Required task - Rescale the lines starting with the line that contains "Mark the blue jersey" and going on through the end of the records: reproduce each of those lines, requests included, and multiply every point coordinate in the answers by 0.55, rounding to whole numbers with halves rounded up.

Collected data entries
[start]
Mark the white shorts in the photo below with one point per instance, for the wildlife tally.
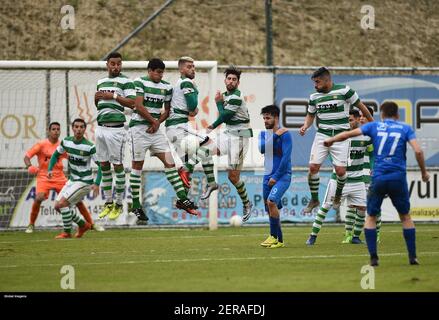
(354, 193)
(339, 151)
(74, 191)
(177, 133)
(142, 141)
(110, 144)
(234, 147)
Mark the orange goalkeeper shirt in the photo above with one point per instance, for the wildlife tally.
(44, 150)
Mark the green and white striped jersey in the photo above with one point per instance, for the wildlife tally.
(179, 110)
(332, 108)
(154, 95)
(81, 153)
(111, 110)
(357, 150)
(239, 124)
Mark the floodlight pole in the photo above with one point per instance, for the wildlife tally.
(269, 32)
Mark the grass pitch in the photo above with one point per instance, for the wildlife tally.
(228, 259)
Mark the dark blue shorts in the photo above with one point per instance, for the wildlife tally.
(396, 189)
(275, 192)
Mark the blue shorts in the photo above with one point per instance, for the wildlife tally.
(275, 192)
(396, 189)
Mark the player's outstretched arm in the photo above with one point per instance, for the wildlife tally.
(342, 137)
(30, 168)
(419, 154)
(165, 114)
(126, 101)
(309, 119)
(52, 162)
(360, 105)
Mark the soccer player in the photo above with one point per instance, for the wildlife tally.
(354, 191)
(235, 139)
(44, 150)
(367, 170)
(152, 93)
(389, 177)
(184, 103)
(331, 104)
(277, 145)
(80, 153)
(114, 93)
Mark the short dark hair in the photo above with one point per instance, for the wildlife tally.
(272, 109)
(183, 60)
(370, 110)
(389, 109)
(233, 70)
(114, 54)
(155, 64)
(79, 120)
(320, 72)
(54, 123)
(355, 113)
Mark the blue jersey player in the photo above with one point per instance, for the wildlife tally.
(389, 139)
(276, 144)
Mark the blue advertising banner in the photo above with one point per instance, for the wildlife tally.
(417, 97)
(159, 199)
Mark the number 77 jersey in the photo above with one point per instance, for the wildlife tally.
(389, 140)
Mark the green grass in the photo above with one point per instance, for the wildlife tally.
(229, 259)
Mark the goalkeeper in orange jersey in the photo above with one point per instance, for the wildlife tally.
(44, 150)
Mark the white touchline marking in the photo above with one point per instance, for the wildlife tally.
[end]
Response to the exercise -
Mark the blue jersey player in the photo above with one point per instance, for the wildlife tally.
(214, 76)
(152, 79)
Mark the blue advertising banner in the photo above with one point per instance, for the wildlife tally.
(229, 53)
(87, 109)
Mark the number 77 jersey in the photo above with one point per instance, for the wildlife tally.
(214, 77)
Mark the green grass in the photo above with one point per instance, for the wildlife tally.
(126, 142)
Mark the goalkeeper in orange jersey in the photo above with one point per instance, for the wildlife tally.
(24, 83)
Mark the white touchline marking in the photo above with one point per instance, for the wildlife tally.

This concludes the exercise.